- _EXERCISE INPUTS_
________________________________________

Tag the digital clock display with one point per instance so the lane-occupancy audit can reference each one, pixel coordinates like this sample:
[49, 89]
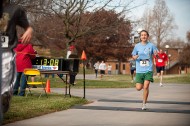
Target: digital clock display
[44, 63]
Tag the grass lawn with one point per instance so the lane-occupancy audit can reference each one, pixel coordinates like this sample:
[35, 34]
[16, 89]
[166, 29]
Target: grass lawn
[32, 106]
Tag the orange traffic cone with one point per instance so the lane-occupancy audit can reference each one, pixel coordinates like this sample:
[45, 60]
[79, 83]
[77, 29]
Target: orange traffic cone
[48, 86]
[83, 57]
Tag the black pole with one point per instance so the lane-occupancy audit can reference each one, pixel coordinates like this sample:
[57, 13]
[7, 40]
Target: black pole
[1, 112]
[84, 79]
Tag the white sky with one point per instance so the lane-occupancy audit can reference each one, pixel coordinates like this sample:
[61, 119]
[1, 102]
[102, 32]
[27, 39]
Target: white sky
[180, 9]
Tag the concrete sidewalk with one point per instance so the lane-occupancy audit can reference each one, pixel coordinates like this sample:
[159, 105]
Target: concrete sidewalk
[167, 106]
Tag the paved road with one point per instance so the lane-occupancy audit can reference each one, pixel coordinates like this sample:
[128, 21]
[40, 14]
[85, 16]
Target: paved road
[168, 106]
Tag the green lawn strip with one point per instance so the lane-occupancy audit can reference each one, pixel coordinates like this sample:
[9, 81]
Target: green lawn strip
[32, 106]
[177, 79]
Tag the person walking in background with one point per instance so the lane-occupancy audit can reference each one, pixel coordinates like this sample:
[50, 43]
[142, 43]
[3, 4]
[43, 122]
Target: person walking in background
[24, 56]
[96, 67]
[11, 16]
[143, 53]
[132, 69]
[102, 68]
[160, 62]
[109, 69]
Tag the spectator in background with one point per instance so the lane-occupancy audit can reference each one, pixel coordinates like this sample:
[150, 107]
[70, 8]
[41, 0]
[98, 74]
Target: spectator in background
[11, 16]
[102, 68]
[96, 67]
[24, 56]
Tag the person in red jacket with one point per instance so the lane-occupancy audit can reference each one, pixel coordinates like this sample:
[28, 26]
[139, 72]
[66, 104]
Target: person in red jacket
[160, 61]
[24, 56]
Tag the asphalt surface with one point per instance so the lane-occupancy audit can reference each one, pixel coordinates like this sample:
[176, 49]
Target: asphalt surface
[167, 106]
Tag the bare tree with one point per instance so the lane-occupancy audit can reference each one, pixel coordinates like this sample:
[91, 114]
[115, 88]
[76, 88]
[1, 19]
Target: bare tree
[188, 36]
[159, 22]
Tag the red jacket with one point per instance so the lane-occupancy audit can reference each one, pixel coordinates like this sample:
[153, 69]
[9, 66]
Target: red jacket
[24, 56]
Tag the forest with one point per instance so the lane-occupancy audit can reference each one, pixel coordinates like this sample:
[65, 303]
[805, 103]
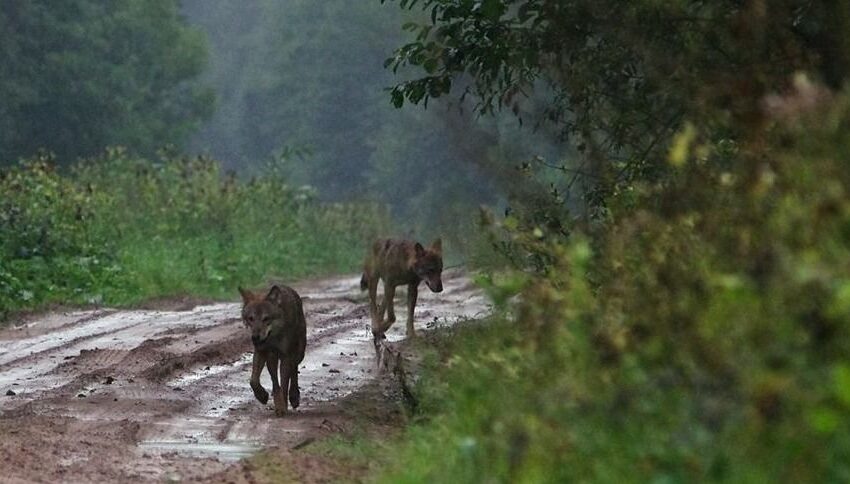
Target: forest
[654, 195]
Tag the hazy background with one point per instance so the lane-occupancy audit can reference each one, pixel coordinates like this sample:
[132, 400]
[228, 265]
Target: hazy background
[309, 76]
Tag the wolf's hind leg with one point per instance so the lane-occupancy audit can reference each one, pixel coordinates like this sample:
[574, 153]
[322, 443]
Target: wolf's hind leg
[389, 296]
[257, 368]
[294, 391]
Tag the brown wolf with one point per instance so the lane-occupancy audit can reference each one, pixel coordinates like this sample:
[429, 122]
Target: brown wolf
[399, 262]
[279, 333]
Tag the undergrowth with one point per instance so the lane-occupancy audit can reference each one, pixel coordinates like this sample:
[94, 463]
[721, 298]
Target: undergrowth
[118, 230]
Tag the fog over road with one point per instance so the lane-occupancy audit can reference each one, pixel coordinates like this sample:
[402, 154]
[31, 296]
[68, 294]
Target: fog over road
[149, 394]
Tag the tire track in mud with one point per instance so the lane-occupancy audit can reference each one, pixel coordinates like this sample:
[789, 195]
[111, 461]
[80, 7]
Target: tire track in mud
[148, 395]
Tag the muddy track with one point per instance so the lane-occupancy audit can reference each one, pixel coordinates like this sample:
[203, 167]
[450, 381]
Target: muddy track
[138, 395]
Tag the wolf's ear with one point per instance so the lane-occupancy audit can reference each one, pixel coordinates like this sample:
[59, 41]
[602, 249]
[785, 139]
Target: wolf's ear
[437, 246]
[247, 296]
[275, 295]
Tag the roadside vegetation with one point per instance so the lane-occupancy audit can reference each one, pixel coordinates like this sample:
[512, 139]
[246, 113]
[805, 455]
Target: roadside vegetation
[671, 271]
[120, 229]
[687, 320]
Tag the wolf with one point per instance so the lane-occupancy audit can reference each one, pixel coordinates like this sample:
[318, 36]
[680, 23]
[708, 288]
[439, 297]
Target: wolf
[279, 334]
[399, 262]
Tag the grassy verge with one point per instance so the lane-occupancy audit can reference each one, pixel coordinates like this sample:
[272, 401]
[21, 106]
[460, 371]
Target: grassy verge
[119, 230]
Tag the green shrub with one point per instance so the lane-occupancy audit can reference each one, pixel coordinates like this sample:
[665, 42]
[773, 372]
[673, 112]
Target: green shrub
[702, 335]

________________________________________

- _EXERCISE DIRECTIONS_
Repeat, character for character, the lines from the one that holds "Tag the wolf's ear" to the final line of the material, inclusive, and no other lines.

- _RESPONSE TO THIS EXERCISE_
Tag the wolf's ear with one point per instance so the lane-occupancy audit can reference each one, pixel coordinates like this sample:
[59, 41]
[602, 249]
[785, 139]
Target: wolf's ear
[437, 246]
[247, 296]
[275, 295]
Tag the roadside vegetation with one point per instance so the lane-occupancy audit can reference each one, pixel coordinates like this sample:
[512, 139]
[246, 113]
[805, 455]
Target: roadside vegetation
[671, 271]
[120, 229]
[687, 320]
Tag the wolf with one point per instance so the lane-occupancy audit can reference each one, pixel coordinates like this sample:
[318, 36]
[680, 23]
[708, 288]
[439, 297]
Target: wolf
[279, 334]
[399, 262]
Tag the grassy verge with one point per instance so the lane-occupancy audit can reference each one, pixel coordinates like this sample:
[272, 401]
[21, 106]
[460, 371]
Target: grassy verge
[119, 230]
Tag the green shrub with one point per instance so the lane-occupancy audit can reference each one, pixel coordinates like this sample:
[665, 42]
[773, 372]
[673, 112]
Target: green shrub
[702, 335]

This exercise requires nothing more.